> _Texto_:

2 – Sta Teresa de Jesus, desejosa de educar e de dispor as almas para o trato íntimo com Deus, orienta para este fim a oração vocal e diz a propósito: “recomendo-vos que unais sempre a oração mental à vocal” (Cam. 22, 3). E explica assim o seu pensamento: “Se, falando, estou perfeitamente a entender e a ver que falo com Deus, pondo nisto mais advertência do que nas palavras que digo, juntas estão a oração mental e a vocal” (ib.). A Santa não quer de maneira nenhuma descurar a exatidão da recitação – o que tem muita importância, particularmente na oração litúrgica, como no Ofício divino – mas quer dizer que o ponto fundamental está sempre em atender a Deus. Sobretudo quando se trata de orações vocais demasiado longas, é quase impossível atender ao sentido de todas as palavras que se pronunciam, mas não é impossível recitá-las mantendo-se na presença de Deus. Segundo as disposições do momento, poderá alimentar-se o desejo de O louvar ou de se unir a Ele, de suplicar de um modo geral o Seu auxílio ou de Lhe pedir uma graça particular. Poderá ainda bastar um pensamento genérico sobre o significado das fórmulas que se recitam, ou ainda um simples olhar para Deus a quem dirigimos a nossa oração. Em resumo, trata-se não só de recitar, mas de estar com Deus. Por isso a Santa insiste: “É bom que estejais olhando com quem falais e quem sois, ao menos para falar com cortesia” (ib.); e isto, conclui, é já fazer oração mental. Não se trata de uma oração mental intensa como aquela que se faz no tempo que lhe é exclusivamente reservado, sem preocupação alguma de recitação vocal; todavia, é já oração mental porque o espírito e o coração estão orientados para Deus e, mesmo durante a recitação, procuram o contato íntimo com Ele.
Praticante assim, a oração vocal tem um grande valor; primeiro, porque é feita do modo mais conveniente e respeitoso para com a majestade de Deus, e depois porque habitua gradualmente a alma à oração mental, ao trato íntimo com Ele.
Colóquio – “Nunca permitais, Senhor, que se tenha por bom que quem for falar conVosco o faça só com a boca. Como se pode suportar isso?

> _Objetivo da tarefa_: Prossegue o texto sobre a oração vocal e a oração mental a partir da sua última frase. Os itens que vêm depois do texto não fazem falta.

> _Dados extraídos_:
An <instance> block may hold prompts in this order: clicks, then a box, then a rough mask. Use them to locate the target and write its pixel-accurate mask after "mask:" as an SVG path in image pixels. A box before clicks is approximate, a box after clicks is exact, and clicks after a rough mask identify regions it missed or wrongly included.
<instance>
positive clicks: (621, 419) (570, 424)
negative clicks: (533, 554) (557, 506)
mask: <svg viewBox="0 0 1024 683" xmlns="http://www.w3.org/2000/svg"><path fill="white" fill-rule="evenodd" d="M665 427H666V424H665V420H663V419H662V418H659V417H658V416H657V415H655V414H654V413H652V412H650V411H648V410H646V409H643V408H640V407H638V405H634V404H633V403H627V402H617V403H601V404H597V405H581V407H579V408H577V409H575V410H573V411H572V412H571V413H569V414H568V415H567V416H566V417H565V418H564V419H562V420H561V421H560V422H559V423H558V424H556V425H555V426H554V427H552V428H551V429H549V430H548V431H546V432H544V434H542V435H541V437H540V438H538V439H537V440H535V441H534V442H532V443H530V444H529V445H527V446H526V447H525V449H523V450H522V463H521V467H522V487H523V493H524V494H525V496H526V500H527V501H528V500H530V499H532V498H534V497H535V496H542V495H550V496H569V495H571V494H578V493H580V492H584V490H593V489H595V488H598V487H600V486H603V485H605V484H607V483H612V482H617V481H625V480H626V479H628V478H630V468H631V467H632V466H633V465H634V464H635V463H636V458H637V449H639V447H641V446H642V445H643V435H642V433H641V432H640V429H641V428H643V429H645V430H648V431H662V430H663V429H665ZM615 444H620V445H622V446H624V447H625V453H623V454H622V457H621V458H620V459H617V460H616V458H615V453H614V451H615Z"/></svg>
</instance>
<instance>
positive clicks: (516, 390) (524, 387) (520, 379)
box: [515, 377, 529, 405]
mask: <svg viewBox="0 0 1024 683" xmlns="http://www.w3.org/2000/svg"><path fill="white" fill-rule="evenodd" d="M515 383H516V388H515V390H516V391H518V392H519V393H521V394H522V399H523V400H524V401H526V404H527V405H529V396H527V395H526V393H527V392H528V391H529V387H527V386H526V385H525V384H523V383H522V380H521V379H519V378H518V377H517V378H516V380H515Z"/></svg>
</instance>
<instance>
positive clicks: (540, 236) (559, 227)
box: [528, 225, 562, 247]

> _Resposta_:
“Não há razão para que, por serdes Vós tão bom, seja eu descomedida, falando conVosco com menos consideração e respeito do que se falasse com um homem qualquer. Ao menos para Vos agradecer a bondade que usais como, suportando na Vossa presença um ser tão repugnante como eu, é bom que procure conhecer quem é Vossa Majestade.
“Ó Imperador meu, sumo Poder, suma Bondade, a mesma Sabedoria, sem princípio e sem fim! Vós, cujas obras não têm termo: São infinitas sem se poderem compreender, um pélago sem fundo de maravilhas, uma formosura que contém em si todas as formosuras, Vós sois a mesma Fortaleza! Oh! valha-me Deus! Quem tivera aqui juntas toda a eloquência e sabedoria dos mortais para saber bem, com aqui se pode saber, – que tudo é não saber nada – para dar a entender alguma das muitas cosias que podemos considerar para conhecer algo do que sois, meu Senhor e meu Bem?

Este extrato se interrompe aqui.